# Run this notebook before the ML notebook
* This notebook requires down_up_lat_tests_by_quarter_part[1-5].csv in the current directory
* This notebook reads chunks of raw data and prepares a large feature_table 
* Runtime about 2 minutes

In [1]:
import pandas as pd
import numpy as np
import geopandas as gp
import matplotlib.pyplot as plt

In [2]:
time_data = pd.DataFrame()
number_of_chunks = 5
for idx in range(1, number_of_chunks+1):
    time_data = pd.concat([time_data, pd.read_csv(f"down_up_lat_tests_by_quarter_part{idx}.csv")])

In [3]:
print(time_data.columns)
print(time_data.shape)
cols_to_drop = ['geometry','DAUID','PRUID','CDUID','CCSUID','CCSNAME','CSDUID','ERUID','SACCODE','CMAUID','CMAPUID','CMANAME','CMATYPE','CTUID','CTNAME','ADAUID','PCUID','PCPUID']
time_data = time_data.drop(columns=cols_to_drop).reset_index(drop=True)
print(time_data.shape)

Index(['quadkey', 'geometry', 'd2019Q1', 'u2019Q1', 'l2019Q1', 't2019Q1',
       'd2019Q2', 'u2019Q2', 'l2019Q2', 't2019Q2',
       ...
       'tile_area', 'tile_frac', 'das_frac', 'DAPOP', 'POP_DENSITY', 'PCUID',
       'PCNAME', 'PCTYPE', 'PCPUID', 'PCCLASS'],
      dtype='object', length=103)
(581765, 103)
(581765, 85)


In [4]:
down_cols = [col for col in time_data if col.startswith('d20')]
up_cols = [col for col in time_data if col.startswith('u20')]
lat_cols = [col for col in time_data if col.startswith('l20')]
tests_cols = [col for col in time_data if col.startswith('t20')]

In [5]:
# Finds n previous quarters given the curent year(y) and quarter(q)
def training_quarters(y, q, n):
    quarters = []
    i=0
    while i<5:
        if q<=i:
            i = 0
            y = y-1
            q=4
        else:
            quarters.append(str(y) + "Q" + str(q-i))
            i=i+1
            if len(quarters) == n:
                return quarters

In [6]:
# Select a quarter as target and add corresponding features using def training_quarters()
feature_table = pd.DataFrame()
print(feature_table.shape)

n_train_quarter = 8
n_quarter = n_train_quarter+1

for year in range(2021, 2023):
    new_table = time_data.drop(columns=down_cols+up_cols+lat_cols+tests_cols)
════════
Given request A
Can you give back the notebook code from "number_of_chunks = 5" to "print(time_data.columns)" with "number_of_chunks" renamed to "n_chunks"?
Given request B
What would the next lines of the notebook look like if you carried its code on past the last line shown?

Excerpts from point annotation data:
════════
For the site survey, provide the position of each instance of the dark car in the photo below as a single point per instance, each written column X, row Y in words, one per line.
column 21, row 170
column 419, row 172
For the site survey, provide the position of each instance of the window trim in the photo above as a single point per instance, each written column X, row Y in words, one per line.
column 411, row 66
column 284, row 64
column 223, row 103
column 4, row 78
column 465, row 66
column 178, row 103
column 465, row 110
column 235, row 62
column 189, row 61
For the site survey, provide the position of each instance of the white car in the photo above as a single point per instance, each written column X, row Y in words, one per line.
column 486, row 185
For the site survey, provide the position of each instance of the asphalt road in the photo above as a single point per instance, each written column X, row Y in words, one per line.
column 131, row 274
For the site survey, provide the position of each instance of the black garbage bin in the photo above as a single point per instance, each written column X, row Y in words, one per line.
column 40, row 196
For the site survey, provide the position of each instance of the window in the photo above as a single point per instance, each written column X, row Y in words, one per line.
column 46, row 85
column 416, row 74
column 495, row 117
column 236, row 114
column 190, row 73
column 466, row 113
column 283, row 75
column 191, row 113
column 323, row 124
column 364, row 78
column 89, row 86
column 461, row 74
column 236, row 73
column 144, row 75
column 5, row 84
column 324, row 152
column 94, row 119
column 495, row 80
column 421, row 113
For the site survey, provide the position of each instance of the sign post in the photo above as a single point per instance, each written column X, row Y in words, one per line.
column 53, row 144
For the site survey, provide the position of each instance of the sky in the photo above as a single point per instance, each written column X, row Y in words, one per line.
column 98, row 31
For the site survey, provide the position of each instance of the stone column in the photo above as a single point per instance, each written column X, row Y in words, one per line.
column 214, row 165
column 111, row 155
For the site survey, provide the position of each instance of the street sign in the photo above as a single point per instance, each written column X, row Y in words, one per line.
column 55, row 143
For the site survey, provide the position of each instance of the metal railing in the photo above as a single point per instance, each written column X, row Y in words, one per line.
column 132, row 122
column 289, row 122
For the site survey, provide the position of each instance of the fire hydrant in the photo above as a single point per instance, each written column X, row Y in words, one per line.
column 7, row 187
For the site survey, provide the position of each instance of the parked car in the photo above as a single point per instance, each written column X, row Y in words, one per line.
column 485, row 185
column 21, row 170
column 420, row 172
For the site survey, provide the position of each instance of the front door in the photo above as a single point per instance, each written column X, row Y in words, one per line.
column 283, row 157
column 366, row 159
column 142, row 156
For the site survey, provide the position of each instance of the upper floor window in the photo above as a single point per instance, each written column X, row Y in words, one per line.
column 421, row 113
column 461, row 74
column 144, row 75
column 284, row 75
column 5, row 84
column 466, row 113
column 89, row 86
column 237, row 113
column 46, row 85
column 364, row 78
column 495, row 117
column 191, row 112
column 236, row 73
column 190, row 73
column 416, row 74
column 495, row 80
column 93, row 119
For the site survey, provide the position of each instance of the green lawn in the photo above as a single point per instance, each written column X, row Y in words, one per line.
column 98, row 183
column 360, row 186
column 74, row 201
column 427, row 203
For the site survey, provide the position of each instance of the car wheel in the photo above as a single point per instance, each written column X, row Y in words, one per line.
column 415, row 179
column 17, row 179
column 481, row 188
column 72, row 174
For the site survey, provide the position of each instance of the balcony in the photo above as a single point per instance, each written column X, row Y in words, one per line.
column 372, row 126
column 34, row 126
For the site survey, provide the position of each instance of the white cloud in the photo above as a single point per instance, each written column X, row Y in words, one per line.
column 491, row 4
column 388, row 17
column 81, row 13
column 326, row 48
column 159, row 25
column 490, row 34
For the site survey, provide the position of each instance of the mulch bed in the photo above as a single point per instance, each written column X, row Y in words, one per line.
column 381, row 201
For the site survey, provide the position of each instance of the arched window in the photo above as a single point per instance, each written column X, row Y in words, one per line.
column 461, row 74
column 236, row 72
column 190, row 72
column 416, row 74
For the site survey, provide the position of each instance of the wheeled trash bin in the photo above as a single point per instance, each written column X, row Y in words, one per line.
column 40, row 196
════════
Expected output A
n_chunks = 5
for idx in range(1, n_chunks+1):
    time_data = pd.concat([time_data, pd.read_csv(f"down_up_lat_tests_by_quarter_part{idx}.csv")])

In [3]:
print(time_data.columns)

Expected output B
    for quarter in range(1, 5):
        quarters = training_quarters(year, quarter, n_quarter)
        for i in range(n_quarter):
            new_table["d_quarter"+str(i)] = time_data["d"+quarters[i]]
            new_table["u_quarter"+str(i)] = time_data["u"+quarters[i]]
            new_table["l_quarter"+str(i)] = time_data["l"+quarters[i]]
            new_table["t_quarter"+str(i)] = time_data["t"+quarters[i]]

        feature_table = pd.concat([feature_table, new_table], ignore_index=True)
        print(feature_table.shape)

year=2023
quarter=1
new_table = time_data.drop(columns=down_cols+up_cols+lat_cols+tests_cols)
quarters = training_quarters(year, quarter, n_quarter)
for i in range(n_quarter):
    new_table["d_quarter"+str(i)] = time_data["d"+quarters[i]]
    new_table["u_quarter"+str(i)] = time_data["u"+quarters[i]]
    new_table["l_quarter"+str(i)] = time_data["l"+quarters[i]]
    new_table["t_quarter"+str(i)] = time_data["t"+quarters[i]]

feature_table = pd.concat([feature_table, new_table], ignore_index=True)
print(feature_table.shape) # Watch the feature table become larger with each new quarter as target

(0, 0)
(581765, 53)
(1163530, 53)
(1745295, 53)
(2327060, 53)
(2908825, 53)
(3490590, 53)
(4072355, 53)
(4654120, 53)
(5235885, 53)


In [7]:
# Takes 90 seconds to save the csv file. over 1 GB file.
feature_table.to_csv("feature_table_by_quarter.csv", index=False)